Sayfa -
Anahtarlık kadınlarmış... Peki ya siz adamlar?
Hadi bakalım, yepyeni bir kadın sıfatıyla tanıştık: Anahtarlık kadın! Trend takipçimiz Mert Vidinli, GÜNAYDIN'da salı günkü köşesinde yazmış. O yazdıysa, böyle bir hadise 'sosyetik' ortamlarda...
Hadi bakalım, yepyeni bir kadın sıfatıyla tanıştık: Anahtarlık kadın! Trend takipçimiz Mert Vidinli, GÜNAYDIN'da salı günkü köşesinde yazmış. O yazdıysa, böyle bir hadise 'sosyetik' ortamlarda yüzde bin 500 dolanıyordur. Peki neymiş bu anahtarlık kadınlar? Mert'in tabiriyle 'Erkeklerin araba anahtarlığının yanına taktığı aksesuvar gibi kadınlar'mış.
Hemen aç parantez, Mert'e sözüm var: Konuyu dile getirmek başka, durumu aktarmak başka, bir köşe yazarı olarak 'Erkeklerin araba anahtarlığının yanına taktığı aksesuvar gibi' cümlesini kurmak başka...

Veri seti kesiti -
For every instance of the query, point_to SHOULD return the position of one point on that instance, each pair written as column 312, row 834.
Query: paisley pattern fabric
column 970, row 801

Verilen görev - Anahtarlık kadınlar üzerine yazıyı son cümlesinden itibaren sürdürün.

Görevin yanıtı -
Üstelik hiçbir itirazın da yok bu cümleye. Ki olmalıydı, özellikle kadınlar adına geçirmekte olduğumuz böylesine hassas günlerde, dönemlerde...
KADIN DA KULLANIYOR
Yazarın fikri, yorumu, söyleyecek sözü, bağladığı ana fikri yoksa, o yazı yazıdan sayılabilir mi? 'Demek ki senin kadınlar hakkındaki fikrin böyle' diyeceğim, diyemiyorum çünkü seni tanıyorum.
Kapa parantez.
Efendim anahtarlık kadınların olayı şuymuş: Sosyetik erkeklerimiz bir yere gidecekleri zaman bu tip kadınları arıyor, beraber eğleniyorlarmış, sabah uyanınca da sen yoluna, ben yoluma...
Sorgu, sual yok! Bağlılık, ilişki yok!
Mert, kadınların kendilerine bu muameleyi uygun görmelerini ilginç buluyor.
Bense şunu ilginç buluyorum:
Şimdi bu koca koca abiler, sosyetik kişilikler, işi gücü, parası, lüks otomobili falan olan, şehrin en lüks mekanlarında masalar, localar, lar da lar yaptıran abiler; kendilerine böyle bir ilişki biçimini layık görecek kadar aciz mi? Eksik mi? Yavan mı? Kurak mı? Çaresiz mi? Ayy canlarım benim, kıyamam!
Yahu siz kadınları masanıza dekor olarak kullanıyorsanız; bu işler karşılıklı. Onlar da sizi sağda solda görünmek, gezmek, eğlenmek, kafa dağıtmak için kullanıyor ve sizden başka bi' şey beklemiyorlar.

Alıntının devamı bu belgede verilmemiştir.